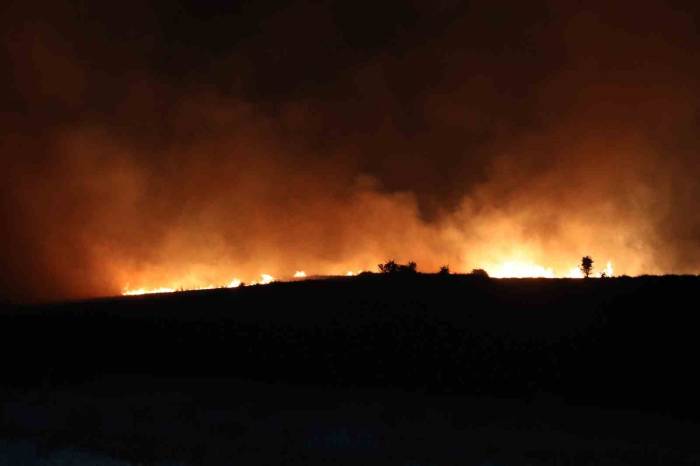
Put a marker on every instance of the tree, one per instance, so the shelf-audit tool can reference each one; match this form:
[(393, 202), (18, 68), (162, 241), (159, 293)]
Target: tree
[(408, 268), (389, 267), (586, 266)]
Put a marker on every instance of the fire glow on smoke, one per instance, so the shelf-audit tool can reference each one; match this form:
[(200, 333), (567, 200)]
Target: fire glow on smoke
[(507, 269)]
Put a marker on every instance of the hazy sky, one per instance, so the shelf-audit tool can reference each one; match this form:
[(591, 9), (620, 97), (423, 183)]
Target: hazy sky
[(187, 143)]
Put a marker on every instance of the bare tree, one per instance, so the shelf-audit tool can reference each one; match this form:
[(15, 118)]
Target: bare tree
[(389, 267), (586, 266)]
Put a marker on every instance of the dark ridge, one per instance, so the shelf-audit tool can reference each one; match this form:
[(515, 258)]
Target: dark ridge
[(616, 342)]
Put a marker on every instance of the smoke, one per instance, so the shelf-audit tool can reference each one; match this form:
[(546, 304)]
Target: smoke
[(147, 148)]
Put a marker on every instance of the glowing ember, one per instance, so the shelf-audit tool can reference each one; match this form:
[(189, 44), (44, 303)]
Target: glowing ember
[(608, 269)]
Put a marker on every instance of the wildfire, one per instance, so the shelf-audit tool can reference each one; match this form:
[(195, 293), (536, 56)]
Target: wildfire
[(514, 268), (235, 283), (525, 269), (520, 269)]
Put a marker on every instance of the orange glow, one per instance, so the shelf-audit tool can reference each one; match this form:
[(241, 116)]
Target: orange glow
[(520, 269)]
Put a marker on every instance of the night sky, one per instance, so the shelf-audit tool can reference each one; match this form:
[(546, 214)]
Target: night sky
[(182, 144)]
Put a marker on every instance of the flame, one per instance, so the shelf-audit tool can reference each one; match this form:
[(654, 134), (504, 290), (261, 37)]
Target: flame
[(512, 268), (520, 269), (140, 291)]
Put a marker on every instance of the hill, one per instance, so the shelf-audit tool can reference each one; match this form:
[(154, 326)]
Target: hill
[(569, 354)]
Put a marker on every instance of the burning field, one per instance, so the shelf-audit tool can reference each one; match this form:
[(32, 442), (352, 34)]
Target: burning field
[(214, 145)]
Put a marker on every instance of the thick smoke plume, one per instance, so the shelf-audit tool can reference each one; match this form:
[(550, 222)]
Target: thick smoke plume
[(154, 146)]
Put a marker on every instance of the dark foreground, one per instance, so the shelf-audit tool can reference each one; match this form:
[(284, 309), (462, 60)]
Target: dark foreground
[(422, 370)]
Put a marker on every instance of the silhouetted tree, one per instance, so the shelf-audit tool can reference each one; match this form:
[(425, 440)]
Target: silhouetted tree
[(586, 266), (389, 267)]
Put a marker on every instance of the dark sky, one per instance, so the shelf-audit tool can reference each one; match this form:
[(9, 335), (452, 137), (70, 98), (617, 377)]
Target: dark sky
[(185, 143)]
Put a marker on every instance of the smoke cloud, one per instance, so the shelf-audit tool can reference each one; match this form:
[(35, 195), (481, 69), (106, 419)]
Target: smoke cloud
[(153, 146)]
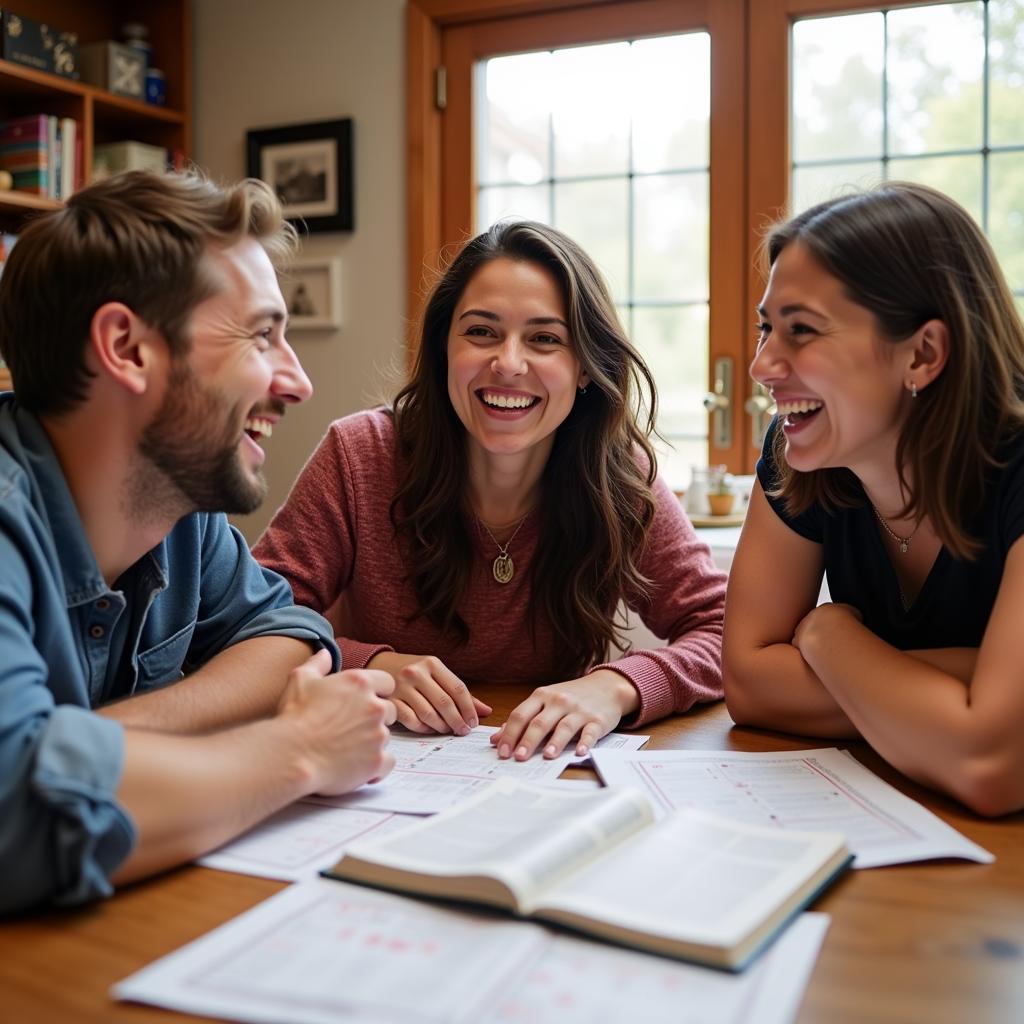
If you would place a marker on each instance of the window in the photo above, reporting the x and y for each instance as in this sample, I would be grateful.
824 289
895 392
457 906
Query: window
930 94
803 98
609 142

**Job:**
Extract every row above verbatim, leaving out the pictures.

**Full response:**
Put a marker on every instance of the tree, one per instance, so the shelf-audit tool can reference each one; match this form:
[(393, 202), (18, 68), (162, 241), (159, 293)]
Target: tree
[(408, 268), (389, 267), (586, 266)]
Put a marker on every instance of the fire glow on smoke, one per instance, so the shelf-audit tool can reference each one; match this form:
[(200, 333), (567, 200)]
Target: fire glow on smoke
[(507, 269)]
Put a marker on every instance of the hazy sky, one per instance, so the shelf-audit tool can reference each one; match this form:
[(591, 9), (620, 97), (423, 183)]
Target: hazy sky
[(187, 143)]
Put a marker on every instance of the bare tree, one per instance, so the shelf-audit tool can reference each one; match this form:
[(15, 118)]
Target: bare tree
[(389, 267), (586, 266)]
Put a marker on every instance of the dark ridge, one per instance, so the shelf-audit tool can reference each one; match this form:
[(515, 258)]
Target: dark ridge
[(616, 342)]
Put a marker on every instance of the smoke, one per instance, so the shelf-audit tool can reference each one; match this form:
[(546, 304)]
Target: smoke
[(147, 148)]
Put a marker on every instance of the glowing ember, one per instance, so the shelf-audit tool can reference each one; match this form:
[(189, 44), (44, 303)]
Target: glowing ember
[(608, 269)]
Put a marker on every instance of the wildfire, one per instance, so the shelf-audit tool can reference each one; match this form:
[(195, 293), (536, 56)]
Target: wildfire
[(514, 268), (235, 283), (525, 269), (520, 269)]
Put a marker on every instance of the orange glow, one per instance, so the shelf-audit tool can reference each one; match this form:
[(241, 116)]
Target: orange glow
[(520, 269)]
Put a marker on every instance of the night sky, one per instance, so the shelf-audit tool can reference each one; match this form:
[(546, 214)]
Target: night sky
[(182, 144)]
Put a marker on every instance of the flame, one per instance, so the shelf-audit tool can reference each one; match this form:
[(654, 134), (504, 290), (261, 37)]
Target: flame
[(512, 268), (520, 269), (140, 291)]
Put a marker on every instance of the hill, one per instance, so the shelf-audit tool can reference each one; match this form:
[(154, 326)]
Target: hill
[(569, 354)]
Put a marker on every instance of the burning field, one per instance, so the shelf-audit tool can reference each one; match this form:
[(32, 442), (352, 34)]
Target: burning field
[(214, 145)]
Put a marker on every instance of the thick smoke plume, one per instance, so the shelf-audit tool can reference each one; match this form:
[(550, 222)]
Target: thick smoke plume
[(154, 146)]
Put a marker on every instance of the dark foreground, one per instance, so the shelf-audit tool can reference each one; match this form:
[(284, 309), (462, 60)]
Target: dark foreground
[(422, 370)]
Put a marker on every instance of the silhouetted tree, one per instance, so the shelf-audit tool can reference each one; match this form:
[(425, 440)]
Target: silhouetted tree
[(586, 266), (389, 267)]
Put a marker on every instance of the dark sky, one per instance, so the shelf-audit tool can reference each one; match this form:
[(9, 335), (452, 137), (70, 98), (617, 377)]
Target: dark sky
[(185, 143)]
Put a marker on every instance of the smoke cloud, one per instance, so the shelf-audit tool can reference each one; match this form:
[(35, 195), (481, 69), (106, 419)]
Target: smoke cloud
[(153, 146)]
If you would place a marker on each instance of the window in the photo above, reporting the x and y for each instance as in this sample, I would be grateful.
824 289
895 392
457 906
Query: window
930 94
803 98
609 142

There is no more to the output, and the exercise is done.